### SHORT PROBLEM:
Repeat every line of the entries below, requests included, with 77 added to each coordinate in the answer points. Leave the pictures out.

### GIVEN DATA:

━━━━━━━━

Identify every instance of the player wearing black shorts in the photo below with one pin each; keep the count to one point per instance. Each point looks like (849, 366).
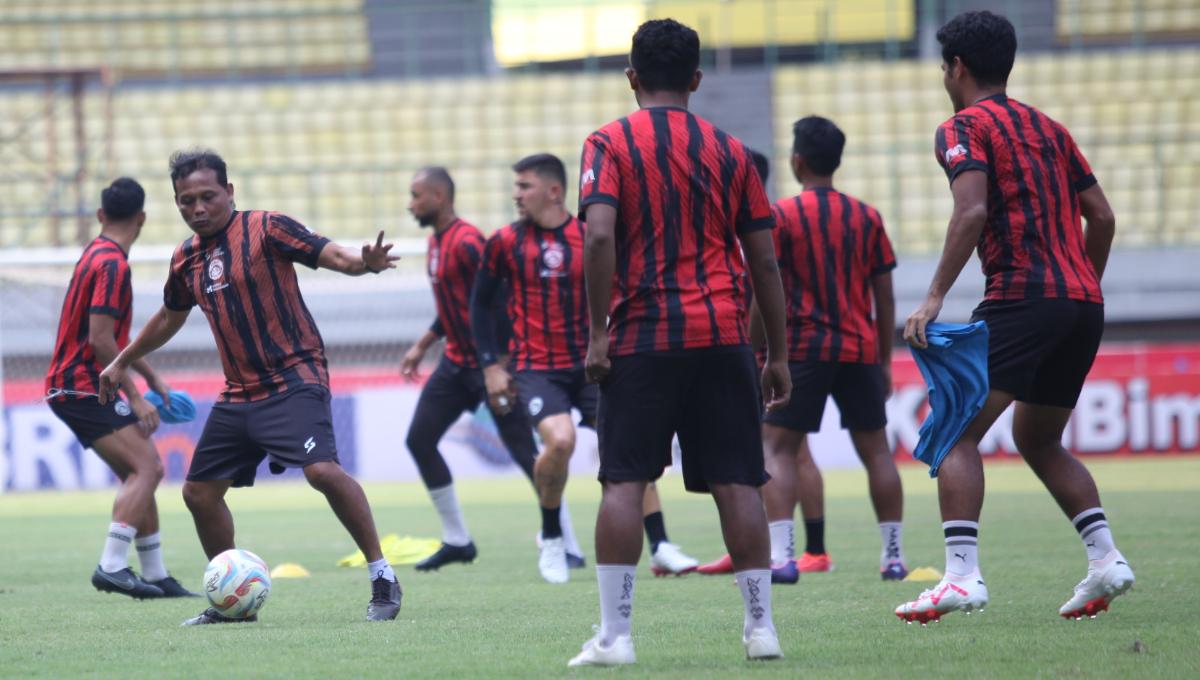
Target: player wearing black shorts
(669, 198)
(1021, 190)
(455, 251)
(540, 258)
(93, 328)
(239, 268)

━━━━━━━━

### ANSWER TO THIS EXERCISE:
Identify every instance of the player wearing black shorts in the photo below with one pin each; keep the count to one point per instance. Each point looks like (849, 366).
Target: player wearing black shorts
(746, 275)
(1098, 267)
(532, 328)
(617, 335)
(170, 405)
(316, 345)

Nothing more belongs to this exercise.